WHAT THE TASK ASKS:
From the passage on women in the Justice League, copy word for word the stretch from "The follow up" through "epic, rotating team.".

PAGE EXCERPT:
The follow up series, Justice League Unlimited, took a cue from the comics by featuring dozens and dozens of female teammembers in active adventures. Pretty much every woman I have mentioned so far in this history (and hey, there have been a lot of them) were included as part of the epic, rotating team.

Even the terriblawesome classic cartoon Super Friends from the 1970’s brought in the Wonder Twins, Zan and Jaina, so that Wonder Woman wouldn’t be the only girl on the team.

In 2011 there was another massive DC Comics reboot, The New 52—like Crisis of Infinite Earths in 1985 this affected the entire line and DC universe, rewriting backstories as well as retooling comic titles. The unfortunate effect of this particular reboot was to reset many classic characters to their “original” settings, throwing out decades of history, legacy and development of diversity. This love letter to the past was best embodied by the cover of the New 52’s Justice League—featuring six men (Cyborg replacing the Martian Manhunter but otherwise the standard list: Superman, Batman, Aquaman, Hal Jordan’s Green Lantern, Barry Allen’s Flash) plus Wonder Woman.

As with the first issue of Grant Morrison’s run, I wanted to punch a wall. Because WHY? Why is it that the default is always to this weird, unbalanced version of what a superhero team might look like, based on something that was thought up in the 1960’s? Having a single female member is not remotely representative of the entire history of Justice League comics throughout their entire history, and yet. And yet.

The New 52 also featured an attempt at Justice League International, which was so awful I can’t even tell you, BUT it featured Vixen, Fire, Ice and former Global Guardian Godiva. Of course, it killed off, sidelined and/or brutally injured most of the women in the first couple of issues, but even this TRULY AWFUL and HIGHLY DISAPPOINTING version of the Justice League still managed to put four female heroes into its team.

DC Comics and Justice League slipped away from me after that, the New 52 killing off a great deal of my interest and trust. But I will note that Justice League of America Vol. 3 starting from 2012 included Amanda Waller, Katana, Catwoman, Star Girl, Supergirl.

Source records
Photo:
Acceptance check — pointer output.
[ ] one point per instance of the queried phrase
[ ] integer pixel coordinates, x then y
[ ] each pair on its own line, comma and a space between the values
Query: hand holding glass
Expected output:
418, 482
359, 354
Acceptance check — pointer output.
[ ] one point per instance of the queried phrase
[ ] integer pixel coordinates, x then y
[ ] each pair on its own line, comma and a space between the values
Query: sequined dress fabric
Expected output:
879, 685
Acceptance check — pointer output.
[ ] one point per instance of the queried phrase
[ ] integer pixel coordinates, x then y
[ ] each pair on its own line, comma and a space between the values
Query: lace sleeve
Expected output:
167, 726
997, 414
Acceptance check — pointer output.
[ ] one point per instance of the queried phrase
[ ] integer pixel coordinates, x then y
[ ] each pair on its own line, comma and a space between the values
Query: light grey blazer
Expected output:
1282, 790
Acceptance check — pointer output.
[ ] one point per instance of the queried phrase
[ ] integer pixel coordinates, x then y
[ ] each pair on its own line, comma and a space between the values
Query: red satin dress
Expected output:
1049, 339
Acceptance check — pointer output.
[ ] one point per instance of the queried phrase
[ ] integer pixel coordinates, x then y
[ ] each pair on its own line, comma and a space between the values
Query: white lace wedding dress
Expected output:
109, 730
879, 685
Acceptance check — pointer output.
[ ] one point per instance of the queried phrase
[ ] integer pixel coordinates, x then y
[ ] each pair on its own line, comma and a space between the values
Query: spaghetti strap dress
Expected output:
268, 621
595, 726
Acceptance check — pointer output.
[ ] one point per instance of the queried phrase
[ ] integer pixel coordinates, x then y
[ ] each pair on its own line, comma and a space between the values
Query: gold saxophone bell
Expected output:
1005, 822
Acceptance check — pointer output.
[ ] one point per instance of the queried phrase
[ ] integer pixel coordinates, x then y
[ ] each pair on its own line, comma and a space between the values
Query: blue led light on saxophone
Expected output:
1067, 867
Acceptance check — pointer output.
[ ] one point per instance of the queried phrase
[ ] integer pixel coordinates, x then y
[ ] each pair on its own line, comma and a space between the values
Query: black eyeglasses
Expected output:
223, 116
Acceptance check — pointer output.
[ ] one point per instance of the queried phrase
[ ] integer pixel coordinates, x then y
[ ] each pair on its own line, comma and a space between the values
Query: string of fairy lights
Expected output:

FINAL RESULT:
The follow up series, Justice League Unlimited, took a cue from the comics by featuring dozens and dozens of female teammembers in active adventures. Pretty much every woman I have mentioned so far in this history (and hey, there have been a lot of them) were included as part of the epic, rotating team.